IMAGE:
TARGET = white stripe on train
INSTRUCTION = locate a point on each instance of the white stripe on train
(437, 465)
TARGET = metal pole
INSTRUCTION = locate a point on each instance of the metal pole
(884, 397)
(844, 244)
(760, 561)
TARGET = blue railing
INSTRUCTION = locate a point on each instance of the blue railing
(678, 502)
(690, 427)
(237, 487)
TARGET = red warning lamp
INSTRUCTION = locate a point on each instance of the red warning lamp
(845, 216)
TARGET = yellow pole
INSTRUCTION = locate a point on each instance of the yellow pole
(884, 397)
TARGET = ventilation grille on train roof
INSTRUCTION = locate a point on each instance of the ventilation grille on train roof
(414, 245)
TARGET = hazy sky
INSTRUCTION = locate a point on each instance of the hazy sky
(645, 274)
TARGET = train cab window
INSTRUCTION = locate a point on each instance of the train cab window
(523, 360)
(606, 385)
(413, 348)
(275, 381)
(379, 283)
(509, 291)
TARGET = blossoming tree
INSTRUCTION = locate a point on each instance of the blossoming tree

++++++++

* _AIM OF THE TASK_
Transcribe the data. Leave every line exactly as it is.

* _RESULT FOR THIS TASK_
IMAGE:
TARGET = white stripe on train
INSTRUCTION = locate a point on each instance of the white stripe on train
(437, 465)
TARGET = metal pole
INSTRUCTION = locate a point on each instance of the metal pole
(884, 397)
(844, 244)
(760, 561)
TARGET = blue railing
INSTRUCTION = locate a point on each instance of the blue railing
(678, 502)
(690, 427)
(237, 487)
TARGET = red warning lamp
INSTRUCTION = locate a point on each instance of the red warning lamp
(845, 216)
TARGET = yellow pole
INSTRUCTION = locate a point on each instance of the yellow pole
(884, 397)
TARGET = ventilation grille on train roof
INSTRUCTION = locate a point on each instance of the ventilation grille on train roof
(414, 245)
TARGET = hazy sky
INSTRUCTION = locate a point on each instance of the hazy sky
(645, 274)
TARGET = train cab window
INSTRUCTION = locate a point on each instance of the train cab window
(523, 360)
(606, 385)
(413, 348)
(275, 381)
(379, 283)
(509, 291)
TARGET = blossoming tree
INSTRUCTION = locate a point on each instance of the blossoming tree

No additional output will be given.